→ **WORK INSTRUCTIONS**: Count the lines in the data below that contain the string "concrete". Give only the number.

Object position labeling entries
-- BEGIN --
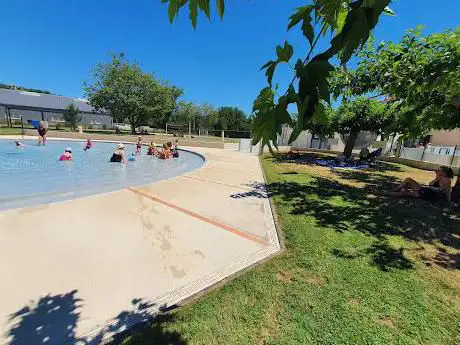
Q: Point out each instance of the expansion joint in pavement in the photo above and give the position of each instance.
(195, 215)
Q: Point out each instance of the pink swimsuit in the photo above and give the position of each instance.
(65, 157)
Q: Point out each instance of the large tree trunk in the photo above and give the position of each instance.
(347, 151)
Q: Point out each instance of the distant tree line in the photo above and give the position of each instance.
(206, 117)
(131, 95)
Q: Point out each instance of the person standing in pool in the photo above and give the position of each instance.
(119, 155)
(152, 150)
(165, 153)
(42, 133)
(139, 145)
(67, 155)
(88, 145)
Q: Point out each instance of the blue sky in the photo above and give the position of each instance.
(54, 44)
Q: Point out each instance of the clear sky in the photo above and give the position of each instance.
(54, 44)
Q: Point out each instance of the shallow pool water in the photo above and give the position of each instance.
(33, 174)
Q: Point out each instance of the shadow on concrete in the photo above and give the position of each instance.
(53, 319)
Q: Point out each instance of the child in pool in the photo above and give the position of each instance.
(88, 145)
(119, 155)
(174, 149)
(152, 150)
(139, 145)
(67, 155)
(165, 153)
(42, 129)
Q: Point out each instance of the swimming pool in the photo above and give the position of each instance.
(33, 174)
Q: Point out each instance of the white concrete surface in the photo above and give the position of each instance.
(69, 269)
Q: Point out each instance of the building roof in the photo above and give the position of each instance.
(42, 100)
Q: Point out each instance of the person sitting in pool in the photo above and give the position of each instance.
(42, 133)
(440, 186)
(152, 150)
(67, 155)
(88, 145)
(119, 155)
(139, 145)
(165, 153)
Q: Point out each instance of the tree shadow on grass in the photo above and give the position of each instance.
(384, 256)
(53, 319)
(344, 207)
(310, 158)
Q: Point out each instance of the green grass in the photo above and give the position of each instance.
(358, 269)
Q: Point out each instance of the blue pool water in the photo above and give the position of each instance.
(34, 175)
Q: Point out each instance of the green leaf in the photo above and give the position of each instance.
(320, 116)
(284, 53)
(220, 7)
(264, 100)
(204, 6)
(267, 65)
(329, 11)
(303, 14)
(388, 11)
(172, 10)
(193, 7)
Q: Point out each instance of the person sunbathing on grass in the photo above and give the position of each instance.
-- END --
-- BEGIN --
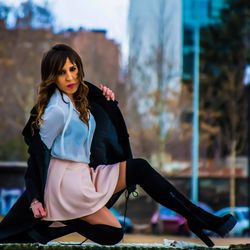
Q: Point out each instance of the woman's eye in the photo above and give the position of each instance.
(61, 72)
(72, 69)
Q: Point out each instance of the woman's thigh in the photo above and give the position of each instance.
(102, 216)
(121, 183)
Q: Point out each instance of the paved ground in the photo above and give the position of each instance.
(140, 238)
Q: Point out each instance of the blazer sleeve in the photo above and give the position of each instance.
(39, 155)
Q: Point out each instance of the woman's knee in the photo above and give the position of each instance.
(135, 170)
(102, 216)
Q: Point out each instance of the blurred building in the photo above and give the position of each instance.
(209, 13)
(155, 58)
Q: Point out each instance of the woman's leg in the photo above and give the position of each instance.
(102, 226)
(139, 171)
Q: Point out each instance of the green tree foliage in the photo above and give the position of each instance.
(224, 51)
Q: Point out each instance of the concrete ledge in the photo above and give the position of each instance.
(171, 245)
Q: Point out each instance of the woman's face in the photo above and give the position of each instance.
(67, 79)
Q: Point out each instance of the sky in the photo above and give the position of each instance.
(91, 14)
-- END --
→ **SOLUTION FOR THIS TASK**: 3